■ **Te bestuderen tekst**
★ ★ ★

De arbeidskundige beoordeling
16. De arbeidsdeskundige heeft op grond van de FML van 16 juli 2020 functies (beroepen/werkzaamheden) gezocht die eiser met zijn medische beperkingen in theorie nog kan doen. Het gaat om:
- (111180) Productiemedewerker industrie (samenstellen van producten);
- (111190) Inpakker (handmatig);
- (111175) Productiemedewerker machinaal inpakken.
De arbeidsdeskundige heeft in het rapport van 31 augustus 2020 voldoende uitgelegd waarom deze functies geen overschrijdingen opleveren van de belastbaarheid van eiser. De arbeidsdeskundige heeft de knelpunten beoordeeld en toegelicht waarom de functies geschikt zijn.
17. De arbeidsdeskundige bezwaar en beroep heeft de heroverweging gebaseerd op het rapport van de verzekeringsarts bezwaar en beroep van 8 december 2020 en de FML van de arts van 16 juli 2020. De arbeidsdeskundige bezwaar en beroep heeft in haar rapport van 20 januari 2021 het volgende gerapporteerd. De geduide functies zijn in bezwaar heroverwogen en onveranderd als passend aangemerkt. In de geduide functies zijn geen speciale eisen aan samenwerken gesteld. Daarnaast kenmerken productiefuncties zich veelal door routinematige afgebakende deeltaken. Er wordt geen reden gezien om af te wijken van de conclusie van de eerdere arbeidsdeskundige beoordeling.

★ ★ ★

■ **Jouw opdrachten**
a – Op welke datum heeft de arbeidsdeskundige bezwaar en beroep volgens de tekst over de arbeidskundige beoordeling haar rapport uitgebracht?
b – Ga verder met de tekst over de arbeidskundige beoordeling, te beginnen na de laatste zin die daar staat.

Datasetrecords

★ ★ ★

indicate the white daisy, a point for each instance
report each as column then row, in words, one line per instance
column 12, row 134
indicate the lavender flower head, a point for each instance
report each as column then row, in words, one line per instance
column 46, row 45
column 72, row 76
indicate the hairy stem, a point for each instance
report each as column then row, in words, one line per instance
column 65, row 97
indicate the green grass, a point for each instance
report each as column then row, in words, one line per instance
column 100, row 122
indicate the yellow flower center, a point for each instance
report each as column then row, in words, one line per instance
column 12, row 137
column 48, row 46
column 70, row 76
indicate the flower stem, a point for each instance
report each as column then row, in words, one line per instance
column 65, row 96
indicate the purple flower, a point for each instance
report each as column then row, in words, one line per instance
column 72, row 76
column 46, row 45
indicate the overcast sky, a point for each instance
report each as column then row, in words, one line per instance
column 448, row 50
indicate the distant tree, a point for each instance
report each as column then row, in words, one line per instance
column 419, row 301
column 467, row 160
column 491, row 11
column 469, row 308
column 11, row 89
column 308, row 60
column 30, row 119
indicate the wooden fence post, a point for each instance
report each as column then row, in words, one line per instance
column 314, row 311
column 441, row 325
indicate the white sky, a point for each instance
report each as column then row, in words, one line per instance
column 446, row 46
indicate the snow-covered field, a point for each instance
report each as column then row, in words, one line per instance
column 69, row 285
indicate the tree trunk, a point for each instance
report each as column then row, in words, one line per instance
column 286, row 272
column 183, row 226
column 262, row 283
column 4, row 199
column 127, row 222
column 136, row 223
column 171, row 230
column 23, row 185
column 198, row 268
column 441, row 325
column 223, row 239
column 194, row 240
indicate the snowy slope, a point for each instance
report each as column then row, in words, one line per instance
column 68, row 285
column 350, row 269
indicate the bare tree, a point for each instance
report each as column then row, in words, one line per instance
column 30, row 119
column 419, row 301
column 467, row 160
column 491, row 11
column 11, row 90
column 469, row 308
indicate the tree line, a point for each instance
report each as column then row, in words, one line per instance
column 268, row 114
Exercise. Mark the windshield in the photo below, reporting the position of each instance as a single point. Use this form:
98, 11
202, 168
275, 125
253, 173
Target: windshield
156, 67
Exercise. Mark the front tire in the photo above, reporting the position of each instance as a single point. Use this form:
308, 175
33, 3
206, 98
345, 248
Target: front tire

★ ★ ★

■ **Antwoorden per nummer**
a – Op 20 januari 2021.

b –
18. De toelichtingen van de arbeidsdeskundigen in de rapporten zijn voor de rechtbank begrijpelijk. Eiser heeft hier in beroep geen argumenten tegen aangevoerd. Uitgaande van de juistheid van de bij eiser vastgestelde medische beperkingen ziet de rechtbank in wat eiser heeft aangevoerd geen reden om zijn geschiktheid voor de geduide functies in twijfel te trekken.
19. De rechtbank vindt dan ook dat het UWV voldoende duidelijk heeft onderbouwd, dat eiser in staat is de geduide functies te vervullen. De arbeidsdeskundige (bezwaar en beroep) heeft berekend dat eiser op 7 augustus 2020 met de middelste van deze functies 100% kan verdienen van het loon dat hij voorheen verdiende als bedrijfsleider, zodat eiser voor de overige 0% arbeidsongeschikt is.

De conclusie van de rechtbank

20. Het UWV heeft de WIA‑uitkering van eiser per 7 augustus 2020 terecht geweigerd, omdat eiser op die datum minder dan 35% arbeidsongeschikt is.
21. Het beroep van eiser is ongegrond. Dit betekent dat hij geen gelijk krijgt. Omdat eiser in beroep geen gelijk krijgt, worden de door hem gemaakte proceskosten of het betaalde griffierecht niet vergoed.

Beslissing

De rechtbank verklaart het beroep ongegrond.
Deze uitspraak is gedaan door mr. M.A. Broekhuis, rechter, in aanwezigheid van mr. E.H. Maas, griffier op 12 mei 2022.
griffier
rechter
De uitspraak is verzonden op
en zal binnen een week na deze datum openbaar gemaakt worden door publicatie op rechtspraak.nl.

Bent u het niet eens met deze uitspraak?

Als u het niet eens bent met deze uitspraak, kunt u een brief sturen naar de Centrale Raad van Beroep waarin u uitlegt waarom u het er niet mee eens bent. Dit heet een beroepschrift. U moet dit beroepschrift indienen binnen 6 weken na de dag waarop deze uitspraak is verzonden. U ziet deze datum hierboven.

Voetnoten

1.Het sociaal medisch oordeel in het rapport van 16 juli 2020 is getoetst en akkoord bevonden door een verzekeringsarts.